- Passage shown -
╭──

Bespoke software has become an essential component of many research projects, and the ability to reimplement the necessary software is rarely considered to be a necessary skill. Some researchers consider software to be “just code” whose creation is not really a skill that is worth investing in acquiring.

There is a widespread belief in academic circles that the solution to the issues created by bespoke software is for researchers to release the source code of the software they create.

Experienced developers will laugh at the idea that once the source code is available, running it is straight forward. Figuring out how to run somebody else’s code can be a very time-consuming process, particularly when the person who wrote it is relatively inexperienced.

This post is about the social issues around the bespoke research code being made available, and not the technical issues likely to be encountered in building it on another researcher’s computer.

Lots of researchers do make their code available, without being asked, and some researchers actively promote the software they have written. In a few cases, active software ecosystems have sprung up around a research topic, e.g., Astropy and SunPy.

However, a lot of code never gets released. Based on my own experience of asking for code (in the last 10 years, most of my requests have been for data), reasons given by researchers for not making the code they have written available to others, include:

not replying to email requests for the code,
not sure that they still have the all code, which is taken as a reason for not sending what they have. This may also be a cover story for another reason they don’t want to admit to,
they don’t want the hassle of supporting other users of the code. Having received some clueless requests for help on software I have released, I have sympathy for this position. Sometimes pointing out that I am an experienced developer who does not need support, works, other times it just changes the reason given,
they think the code is poorly written, and that this poor of quality will make them look bad. Pointing out that research code is leading edge (rare true, it’s an attempt to stroke their ego), and not supposed to be polished, rarely works for me. Some people are just perfectionists, with a strong aversion to showing others anything that has not been polished to death,
a large investment was made to create the software, and they want to reap all the benefits. I have a lot of sympathy with this position. Some research fields are very competitive, or sometimes the researcher just wants to believe that they really will get another grant to work on the subject.

Researchers who create and support research software complain that they don’t get any formal recognition for this work; which begs the question: why are you working on this software when you know that you are unlikely to receive any recognition?

How might researchers receive recognition for writing, supporting and releasing code?

Citations to published papers are a commonly used technique for measuring the worth of the work done by a researcher (this metric is used when evaluating people for promotion, awarding grants, and evaluating departments), and various organizations are promoting the use of citations for software.

╰──

- Problem set -
- a) Change "source code" to "program source" in the research code post, and write out everything from "There is a widespread" down to "Astropy and SunPy." with that one substitution.
- b) Shorten the paragraph of the research code post that begins "Experienced developers will laugh," keeping its main facts.
- c) Proceed with the post on releasing research code, starting right after its final sentence.

Stored records:
╭──

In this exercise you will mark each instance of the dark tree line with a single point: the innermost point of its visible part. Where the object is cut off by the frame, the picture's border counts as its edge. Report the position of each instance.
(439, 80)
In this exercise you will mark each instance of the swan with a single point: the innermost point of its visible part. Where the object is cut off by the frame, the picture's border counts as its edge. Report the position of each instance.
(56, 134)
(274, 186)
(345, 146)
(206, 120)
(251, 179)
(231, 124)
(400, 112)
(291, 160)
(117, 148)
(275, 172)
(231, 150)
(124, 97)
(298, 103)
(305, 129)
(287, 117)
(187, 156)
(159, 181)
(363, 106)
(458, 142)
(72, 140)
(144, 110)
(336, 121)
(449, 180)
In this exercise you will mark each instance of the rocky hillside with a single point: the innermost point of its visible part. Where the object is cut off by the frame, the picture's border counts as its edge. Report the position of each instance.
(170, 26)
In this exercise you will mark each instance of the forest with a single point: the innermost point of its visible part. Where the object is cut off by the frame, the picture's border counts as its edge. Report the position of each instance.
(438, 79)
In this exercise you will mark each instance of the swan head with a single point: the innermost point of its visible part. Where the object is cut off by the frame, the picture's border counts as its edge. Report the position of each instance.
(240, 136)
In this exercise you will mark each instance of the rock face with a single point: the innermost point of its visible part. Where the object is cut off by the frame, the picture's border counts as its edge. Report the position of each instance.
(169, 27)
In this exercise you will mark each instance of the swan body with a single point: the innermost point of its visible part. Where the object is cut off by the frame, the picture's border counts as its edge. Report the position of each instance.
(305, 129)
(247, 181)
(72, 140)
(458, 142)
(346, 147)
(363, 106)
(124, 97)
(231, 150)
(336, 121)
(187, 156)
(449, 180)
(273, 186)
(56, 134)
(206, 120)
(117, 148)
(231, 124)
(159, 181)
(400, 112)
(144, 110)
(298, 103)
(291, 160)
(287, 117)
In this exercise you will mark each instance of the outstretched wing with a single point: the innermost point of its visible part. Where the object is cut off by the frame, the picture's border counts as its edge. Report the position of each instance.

╰──

- Written responses -
- a)
There is a widespread belief in academic circles that the solution to the issues created by bespoke software is for researchers to release the program source of the software they create.

Experienced developers will laugh at the idea that once the program source is available, running it is straight forward. Figuring out how to run somebody else’s code can be a very time-consuming process, particularly when the person who wrote it is relatively inexperienced.

This post is about the social issues around the bespoke research code being made available, and not the technical issues likely to be encountered in building it on another researcher’s computer.

Lots of researchers do make their code available, without being asked, and some researchers actively promote the software they have written. In a few cases, active software ecosystems have sprung up around a research topic, e.g., Astropy and SunPy.

- b) Experienced developers know that available source code is not necessarily easy to run, since working out how to run someone else's code can take a great deal of time, especially when its author is relatively inexperienced.

- c)
Some software provides enough benefits that the authors can write a conventional paper about it, e.g., a paper on Astropy (which does not cite any of the third-party packages used in its own implementation). But a lot of research software does not have sufficient general appeal to warrant a paper.

Are citations for software a good idea?

An important characteristic of any evaluation metric is how hard it is to fake a good score.

Research papers are rated by the journal in which they are published, with each journal having its own rating (a short-term metric), and the number of times the paper is cited (a longer-term metric). Papers are reviewed, with many failing to be accepted (at least by the higher quality journals; there are so-called predatory journals that will publish anything for a fee).

While there are a few journals where source code may be an integral component of a paper, most research software is published on sites having minimal acceptance criteria, e.g., Github.

Will citations to software become as commonplace as citations to other papers?

I regularly read software papers that cites software packages, but this practice is a long way from being common.

Will those awarding job promotions and grants start to include software creation as having a status comparable to published papers? We will have to wait and see.

Will the lure of recognition via citations increase the quantity of source being released?

I don’t think it will have any impact until the benefits of software citations are seen to be worthwhile (which may be many years away).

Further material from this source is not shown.